====== PASSAGE TO READ
# Chu Lai



## Hobilar (Nov 5, 2007)

As the only Jet capable base in South Vietnam during the opening stages of the US involvement in Vietnam, Da Nang soon became very congested and its facilities were soon being stretched to the maximum. To relieve some of the congested air space around Da Nang the USMC made the decision to establish a new base at Chu Lai, south of Da Nang. 

The Chu Lai base was to be in all effects a land-based aircraft carrier utilising a very short metal runway, with catapult launching and arrester hook landing procedures. Although Chu Lai was to allow an extra two squadrons to be deployed in addition to relieving some of the pressure on Da Nang its presence would not long go unnoticed by the communist guerrillas. Soon, as many as 3,000 Viet Cong had the Chu Lai base under siege, with the result that the base’s F4 Phantoms were soon being fully employed on strictly base security operations, rather than taking their part in the ‘Rolling Thunder’ operations against North Vietnam.
============
====== EXTRACTED INFORMATION
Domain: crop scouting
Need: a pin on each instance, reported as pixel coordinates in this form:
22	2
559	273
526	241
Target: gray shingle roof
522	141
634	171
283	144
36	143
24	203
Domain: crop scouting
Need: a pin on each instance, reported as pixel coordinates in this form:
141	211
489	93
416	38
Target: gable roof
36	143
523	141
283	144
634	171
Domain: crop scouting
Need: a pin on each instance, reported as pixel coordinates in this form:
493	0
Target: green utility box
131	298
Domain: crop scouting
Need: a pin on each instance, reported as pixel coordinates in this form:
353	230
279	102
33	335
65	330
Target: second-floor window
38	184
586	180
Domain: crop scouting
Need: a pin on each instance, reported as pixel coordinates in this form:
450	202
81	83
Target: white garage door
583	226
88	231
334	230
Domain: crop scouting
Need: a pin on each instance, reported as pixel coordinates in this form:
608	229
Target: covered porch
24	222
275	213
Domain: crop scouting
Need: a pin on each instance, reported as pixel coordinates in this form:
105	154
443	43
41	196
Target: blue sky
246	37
============
- **REQUIRED TASK 1**: Condense the paragraph of the Chu Lai post that begins "The Chu Lai base was to be" into a short bulleted list that keeps its main facts.
- **REQUIRED TASK 2**: Resume the Chu Lai post from its last sentence and carry it on from there.
The data is not needed for anything here.

- **REPLY 1**:
- Chu Lai was meant to work as a land-based aircraft carrier, with a very short metal runway, catapult launches and arrester hook landings.
- It would let two more squadrons deploy and take some pressure off Da Nang.
- The communist guerrillas soon noticed it, and as many as 3,000 Viet Cong laid siege to the base.
- As a result, its F4 Phantoms were kept busy on base security work instead of joining the "Rolling Thunder" operations against North Vietnam.

- **REPLY 2**:
Chu Lai Phantoms would also be involved in one of the most horrific air accidents during the Vietnam conflict. A F4 Phantom from USMC squadron ‘_VMFA-542’ _was in a mid-air head on collision with a KC-13OF whilst the latter was in the process of refuelling two other Phantoms from USMC squadron ‘_VMFA-314_‘. Both of the colliding aircraft were destroyed immediately with the loss of eight air crew. Of the two _VMFA-314 _ aircraft that had been taking on fuel, one crashed into the sea after the crew had ejected, whilst the other made a forced landing at Chu Lai.


----------



## ccheese (Nov 5, 2007)

I was there in Nov '66. I didn't like the place !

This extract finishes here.